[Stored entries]
◆ ◆ ◆ ◆

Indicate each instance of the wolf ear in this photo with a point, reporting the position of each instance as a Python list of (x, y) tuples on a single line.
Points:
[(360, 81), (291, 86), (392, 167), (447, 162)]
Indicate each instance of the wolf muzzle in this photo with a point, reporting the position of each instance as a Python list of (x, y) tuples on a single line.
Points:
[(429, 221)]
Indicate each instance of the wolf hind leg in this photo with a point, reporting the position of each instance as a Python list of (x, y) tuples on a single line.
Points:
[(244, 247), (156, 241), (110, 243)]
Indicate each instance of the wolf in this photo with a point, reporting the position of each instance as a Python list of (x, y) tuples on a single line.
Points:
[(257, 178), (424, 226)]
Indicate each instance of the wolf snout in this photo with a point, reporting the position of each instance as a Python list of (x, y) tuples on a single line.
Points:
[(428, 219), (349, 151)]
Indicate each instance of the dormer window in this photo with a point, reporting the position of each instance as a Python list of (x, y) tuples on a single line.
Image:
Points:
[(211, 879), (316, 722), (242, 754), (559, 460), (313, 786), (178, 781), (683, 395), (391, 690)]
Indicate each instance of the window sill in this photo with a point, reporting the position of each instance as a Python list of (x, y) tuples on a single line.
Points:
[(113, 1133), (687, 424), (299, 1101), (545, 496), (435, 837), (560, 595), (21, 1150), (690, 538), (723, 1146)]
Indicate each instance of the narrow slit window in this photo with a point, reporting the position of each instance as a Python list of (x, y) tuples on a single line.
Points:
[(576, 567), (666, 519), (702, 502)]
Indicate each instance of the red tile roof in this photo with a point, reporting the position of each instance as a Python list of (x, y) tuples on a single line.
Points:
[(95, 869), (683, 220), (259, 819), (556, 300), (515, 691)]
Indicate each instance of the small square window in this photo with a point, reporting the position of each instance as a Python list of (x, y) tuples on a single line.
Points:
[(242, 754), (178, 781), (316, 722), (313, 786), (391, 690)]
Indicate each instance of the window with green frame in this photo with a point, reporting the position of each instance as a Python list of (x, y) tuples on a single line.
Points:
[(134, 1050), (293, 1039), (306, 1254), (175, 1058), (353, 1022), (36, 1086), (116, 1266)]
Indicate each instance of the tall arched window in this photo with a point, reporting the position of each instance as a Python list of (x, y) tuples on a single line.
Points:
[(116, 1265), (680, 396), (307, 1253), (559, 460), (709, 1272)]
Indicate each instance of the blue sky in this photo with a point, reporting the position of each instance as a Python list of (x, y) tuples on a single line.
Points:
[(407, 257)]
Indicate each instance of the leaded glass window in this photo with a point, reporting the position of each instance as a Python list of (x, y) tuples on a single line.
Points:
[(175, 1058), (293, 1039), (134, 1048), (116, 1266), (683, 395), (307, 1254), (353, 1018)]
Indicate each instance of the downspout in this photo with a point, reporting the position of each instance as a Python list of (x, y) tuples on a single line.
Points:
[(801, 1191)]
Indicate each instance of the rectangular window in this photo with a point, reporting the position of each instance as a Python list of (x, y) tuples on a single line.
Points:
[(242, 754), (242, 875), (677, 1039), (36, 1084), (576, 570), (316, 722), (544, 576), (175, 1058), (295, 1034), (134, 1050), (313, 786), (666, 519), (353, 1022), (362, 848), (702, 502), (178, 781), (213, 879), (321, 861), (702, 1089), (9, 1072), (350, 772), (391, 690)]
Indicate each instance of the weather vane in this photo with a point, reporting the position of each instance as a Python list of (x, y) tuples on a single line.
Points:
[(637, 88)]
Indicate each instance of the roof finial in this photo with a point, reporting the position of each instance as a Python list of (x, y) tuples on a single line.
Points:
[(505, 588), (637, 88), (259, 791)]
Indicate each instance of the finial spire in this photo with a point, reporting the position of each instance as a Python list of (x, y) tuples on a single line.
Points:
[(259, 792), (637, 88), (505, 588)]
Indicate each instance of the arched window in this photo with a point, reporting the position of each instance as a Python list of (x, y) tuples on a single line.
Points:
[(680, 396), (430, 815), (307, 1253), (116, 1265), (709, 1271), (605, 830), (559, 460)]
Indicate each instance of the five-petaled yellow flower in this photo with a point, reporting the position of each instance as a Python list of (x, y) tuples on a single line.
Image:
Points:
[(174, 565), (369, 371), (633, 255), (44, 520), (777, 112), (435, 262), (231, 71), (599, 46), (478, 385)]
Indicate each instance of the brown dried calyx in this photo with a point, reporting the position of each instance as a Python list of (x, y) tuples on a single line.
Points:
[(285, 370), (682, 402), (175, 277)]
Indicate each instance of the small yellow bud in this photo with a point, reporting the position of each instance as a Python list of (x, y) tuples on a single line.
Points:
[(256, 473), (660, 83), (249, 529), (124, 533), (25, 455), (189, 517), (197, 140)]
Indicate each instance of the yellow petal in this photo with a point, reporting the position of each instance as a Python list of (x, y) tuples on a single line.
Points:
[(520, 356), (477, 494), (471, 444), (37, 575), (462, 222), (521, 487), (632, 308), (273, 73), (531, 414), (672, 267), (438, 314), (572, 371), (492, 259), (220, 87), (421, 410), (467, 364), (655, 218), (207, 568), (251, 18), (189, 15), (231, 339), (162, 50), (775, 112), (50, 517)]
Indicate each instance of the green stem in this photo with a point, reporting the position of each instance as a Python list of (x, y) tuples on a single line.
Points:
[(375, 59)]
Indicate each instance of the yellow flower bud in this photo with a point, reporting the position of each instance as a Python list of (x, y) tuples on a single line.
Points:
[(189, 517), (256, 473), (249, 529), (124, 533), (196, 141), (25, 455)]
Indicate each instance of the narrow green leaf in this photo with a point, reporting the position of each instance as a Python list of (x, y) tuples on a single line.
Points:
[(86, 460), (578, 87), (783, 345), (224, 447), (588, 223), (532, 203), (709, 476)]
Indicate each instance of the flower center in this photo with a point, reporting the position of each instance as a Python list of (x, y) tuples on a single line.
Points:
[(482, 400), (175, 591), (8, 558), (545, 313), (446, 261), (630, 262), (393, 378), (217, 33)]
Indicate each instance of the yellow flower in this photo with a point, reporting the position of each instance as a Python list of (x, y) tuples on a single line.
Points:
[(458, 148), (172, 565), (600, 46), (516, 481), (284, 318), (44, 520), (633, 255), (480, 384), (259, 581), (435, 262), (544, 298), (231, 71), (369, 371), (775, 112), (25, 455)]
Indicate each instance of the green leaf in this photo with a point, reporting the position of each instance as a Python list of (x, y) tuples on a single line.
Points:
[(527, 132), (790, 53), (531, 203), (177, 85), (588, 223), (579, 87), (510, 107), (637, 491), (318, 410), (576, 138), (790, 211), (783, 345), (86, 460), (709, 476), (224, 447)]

◆ ◆ ◆ ◆

## Required action
Every single line of the data above must be set down again exactly.

## Answer
Indicate each instance of the wolf ear in this photo with a point, reporting the position of each instance as a Python list of (x, y) tuples on a single line.
Points:
[(360, 81), (291, 86), (392, 167), (447, 162)]
Indicate each instance of the wolf muzzle in this photo with a point, reporting the position of each instance as a Python list of (x, y) tuples on a single line.
Points:
[(429, 221)]
Indicate each instance of the wolf hind leg in this photo with a point, reporting the position of each instance as a Python list of (x, y) tuples on a single line.
Points:
[(244, 247), (156, 241), (110, 243)]
Indicate each instance of the wolf in this photo with a point, reporting the position of each instance as a Python list of (x, y) tuples on a single line.
Points:
[(257, 178), (424, 226)]
Indicate each instance of the wolf snout in this photo with a point, reporting the position of each instance as a Python list of (x, y) tuples on a single line.
Points:
[(428, 219), (349, 151)]
Indicate each instance of the dormer window in this photo with a point, reporting the position of each instance as a Python list of (x, y) tuples on a single line.
Image:
Points:
[(211, 879), (316, 722), (242, 754), (559, 460), (313, 786), (178, 781), (683, 395), (391, 690)]
Indicate each instance of the window sill in this photo with a point, reporting the position of each instance as a Python list of (x, y) tuples on a single line.
Points:
[(113, 1133), (687, 424), (299, 1101), (545, 496), (435, 837), (560, 595), (21, 1150), (690, 538), (723, 1146)]
Indicate each instance of the narrow slit window in this photo with a point, reporting the position of each instance as a Python list of (x, y) tuples on a single line.
Points:
[(576, 567), (666, 519), (702, 502)]
Indicate each instance of the red tile roof in this photo with a point, reporting the position of each instance as a Python list of (x, y) tuples on a single line.
Points:
[(95, 869), (683, 220), (259, 819), (556, 300), (515, 691)]
Indicate each instance of the small square window in this photo with a point, reporting the position of each instance as a Python list of (x, y) tuples on a single line.
Points:
[(242, 754), (178, 781), (316, 722), (313, 786), (391, 690)]
Indicate each instance of the window with green frame in this photo with a point, reporting the position of each instance as a Python list of (x, y) tuples on a single line.
Points:
[(134, 1050), (293, 1039), (306, 1254), (175, 1058), (353, 1022), (36, 1086), (116, 1266)]
Indicate each instance of the tall arched window in this photo with a point, reporting the position of each instance as a Python list of (x, y) tuples on a single line.
Points:
[(116, 1265), (680, 396), (307, 1253), (559, 460), (709, 1272)]
Indicate each instance of the blue sky in this photo with a point, reporting the position of each instance as a Python list of (x, y) tuples on a single line.
Points:
[(407, 257)]
Indicate each instance of the leaded glass window in this photo with a point, reporting the position of each instance as a Python list of (x, y) tuples on a single line.
Points:
[(175, 1058), (293, 1039), (134, 1048), (116, 1266), (683, 395), (307, 1254), (353, 1018)]
Indicate each instance of the downspout in this photo with a point, reporting the position of each instance as a Python list of (x, y) tuples on a single line.
Points:
[(801, 1191)]
Indicate each instance of the rectangular window in this photo with a point, reporting the position of each instance as a Python list of (x, y) tuples on a single line.
Points:
[(242, 754), (242, 875), (677, 1039), (36, 1084), (576, 570), (316, 722), (544, 576), (175, 1058), (295, 1034), (134, 1050), (313, 786), (666, 519), (353, 1022), (362, 848), (702, 502), (178, 781), (213, 879), (321, 861), (702, 1089), (9, 1072), (350, 772), (391, 690)]
Indicate each instance of the weather vane in this photo with a point, reporting the position of each instance as a Python list of (x, y) tuples on a single line.
Points:
[(637, 88)]
Indicate each instance of the roof finial in this photo with a point, reporting the position of each instance as a Python list of (x, y) tuples on a single line.
Points:
[(505, 588), (637, 88), (259, 791)]
Indicate each instance of the finial spire in this photo with a point, reporting the position of each instance as a Python list of (x, y) tuples on a single line.
Points:
[(259, 792), (637, 88), (505, 588)]
Indicate each instance of the arched window in this photo with a point, reporting the position of each instance as a Python list of (x, y) tuples on a single line.
Points:
[(680, 396), (430, 815), (307, 1253), (116, 1265), (709, 1271), (605, 830), (559, 460)]
Indicate each instance of the five-petaled yellow flower in this photo with a point, reporting the position of each instance as a Python list of (x, y) tuples on a single line.
Image:
Points:
[(174, 565), (369, 371), (633, 255), (44, 520), (777, 112), (435, 262), (231, 71), (599, 46), (478, 385)]
Indicate each instance of the brown dried calyx in this photo with a point, reporting the position of each instance as a Python list of (x, y) tuples on a single line.
Points:
[(285, 370), (682, 402), (175, 277)]
Indicate each instance of the small yellow bud in this photo with a point, reporting the position of each instance as a Python list of (x, y) tuples on a single line.
Points:
[(256, 473), (660, 83), (249, 529), (124, 533), (25, 455), (189, 517), (197, 140)]
Indicate each instance of the yellow petal in this photo with a point, reporting the position of each instance as a Python list of (x, y) tuples on a single line.
Points:
[(520, 356), (477, 494), (471, 444), (37, 575), (462, 222), (521, 487), (632, 308), (273, 73), (531, 414), (672, 267), (438, 314), (572, 371), (492, 259), (220, 87), (421, 410), (467, 364), (655, 218), (207, 568), (251, 18), (189, 15), (231, 339), (162, 50), (775, 112), (50, 517)]
Indicate each instance of the green stem in this photo with a point, reporting the position of each instance as a Python list of (x, y) tuples on a single line.
Points:
[(375, 59)]
Indicate each instance of the yellow flower bud in this photo with a point, reporting the position of each instance as a Python list of (x, y) tuples on a single line.
Points:
[(189, 517), (256, 473), (249, 529), (124, 533), (196, 141), (25, 455)]
Indicate each instance of the narrow green leaf in this photo with a point, reporting the position of each instance as a Python list of (x, y) tuples on a single line.
Points:
[(86, 460), (578, 87), (783, 345), (224, 447), (588, 223), (532, 203), (709, 476)]
Indicate each instance of the flower center in this photo with a point, reporting the position of each instance as a Python list of (x, y) tuples on a single line.
Points:
[(482, 400), (175, 591), (8, 558), (545, 313), (446, 261), (630, 262), (393, 378), (217, 33)]
Indicate each instance of the yellow flower in this photo with a point, reporting the position of each instance as a Python list of (x, y) tuples on a single line.
Points:
[(458, 148), (172, 565), (600, 46), (516, 481), (284, 318), (44, 520), (633, 255), (480, 384), (259, 581), (435, 262), (544, 298), (231, 71), (369, 371), (775, 112), (25, 455)]
Indicate each instance of the green leaf in this photo with a point, reporting the position of each instance as a Python list of (x, y) tuples on a single line.
Points:
[(527, 132), (790, 53), (531, 203), (177, 85), (588, 223), (579, 87), (510, 107), (637, 491), (318, 410), (576, 138), (790, 211), (783, 345), (86, 460), (709, 476), (224, 447)]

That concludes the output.